## Testo fornito

Don Stefano: “La premura e la delicatezza del personale sanitario. Nessuno è morto da solo”

Il cappellano nei reparti Covid: “Così ho potuto consolare pazienti e operatori”

Svolgo da tre anni il mio servizio sacerdotale come cappellano all’ospedale di Mantova. Pensavo di aver ormai preso dimestichezza con questo ambiente, invece la novità e l’imprevedibilità di questo virus hanno scombussolato buona parte delle abitudini e delle modalità relazionali che avevo consolidato nel corso di questi anni.

Prima di tutto sono cambiate le modalità di incontro con le persone qui ricoverate. La raccomandazione di ridurre al minimo i tempi di permanenza nelle stanze dei malati e la necessaria distanza di sicurezza da tenere nei confronti di chi poteva essere causa di contagio (con la conseguente impossibilità di una “terapeutica” stretta di mano), mi hanno costretto a limitare la comunicazione al solo contatto visivo, il più delle volte appannato e oscurato da mascherine e respiratori.

Ho scoperto però quante cose si possono comunicare con il solo sguardo, senza bisogno di parole. Nella maggior parte dei casi, sul viso dei degenti, ho colto sguardi di domanda, di timore (e qualche volta di terrore) di fronte alle imprevedibili conseguenze di questa malattia. Spero che anche i malati abbiano potuto cogliere nel mio sguardo una “silenziosa presenza consolatrice“.

## Dati archiviati
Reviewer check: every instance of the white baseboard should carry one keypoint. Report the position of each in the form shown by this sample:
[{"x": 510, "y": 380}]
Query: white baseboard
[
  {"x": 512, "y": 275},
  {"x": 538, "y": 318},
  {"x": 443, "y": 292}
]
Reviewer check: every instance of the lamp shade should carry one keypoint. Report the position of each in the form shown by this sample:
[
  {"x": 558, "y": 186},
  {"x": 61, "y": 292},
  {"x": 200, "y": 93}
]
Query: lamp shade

--

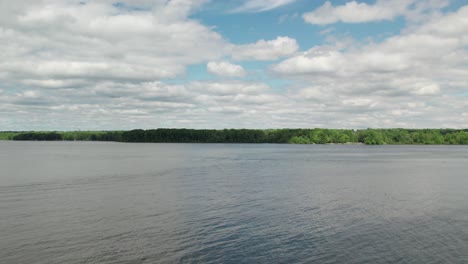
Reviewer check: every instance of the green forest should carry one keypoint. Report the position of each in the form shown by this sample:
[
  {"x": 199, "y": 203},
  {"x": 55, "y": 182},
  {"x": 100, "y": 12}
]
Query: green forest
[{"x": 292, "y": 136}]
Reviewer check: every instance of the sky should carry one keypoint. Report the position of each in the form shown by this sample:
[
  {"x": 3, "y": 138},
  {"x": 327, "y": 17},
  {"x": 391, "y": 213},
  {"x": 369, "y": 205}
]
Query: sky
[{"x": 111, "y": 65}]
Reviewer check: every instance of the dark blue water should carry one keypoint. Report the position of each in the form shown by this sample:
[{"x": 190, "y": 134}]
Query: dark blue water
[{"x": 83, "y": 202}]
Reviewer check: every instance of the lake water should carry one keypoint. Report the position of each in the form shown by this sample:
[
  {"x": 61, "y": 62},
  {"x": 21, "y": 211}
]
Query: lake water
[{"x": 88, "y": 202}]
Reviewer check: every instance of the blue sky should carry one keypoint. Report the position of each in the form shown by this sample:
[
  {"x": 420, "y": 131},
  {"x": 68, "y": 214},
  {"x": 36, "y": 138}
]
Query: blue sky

## Consegne
**A.** Secondo il testo fornito, da quanti anni il cappellano presta servizio all'ospedale di Mantova?
**B.** Indica se ciascuna affermazione concorda con il testo fornito, rispondendo sì o no e citando le parole decisive. (i) Il cappellano svolge il suo servizio all'ospedale di Mantova. (ii) Nei reparti il cappellano poteva stringere la mano ai malati. (iii) Sul viso dei degenti il cappellano ha colto per lo più sguardi sereni.

## Soluzioni
**A.** Da tre anni.

**B.**
(i) Sì: "Svolgo da tre anni il mio servizio sacerdotale come cappellano all’ospedale di Mantova."
(ii) No: "con la conseguente impossibilità di una “terapeutica” stretta di mano"
(iii) No: "Nella maggior parte dei casi, sul viso dei degenti, ho colto sguardi di domanda, di timore (e qualche volta di terrore)"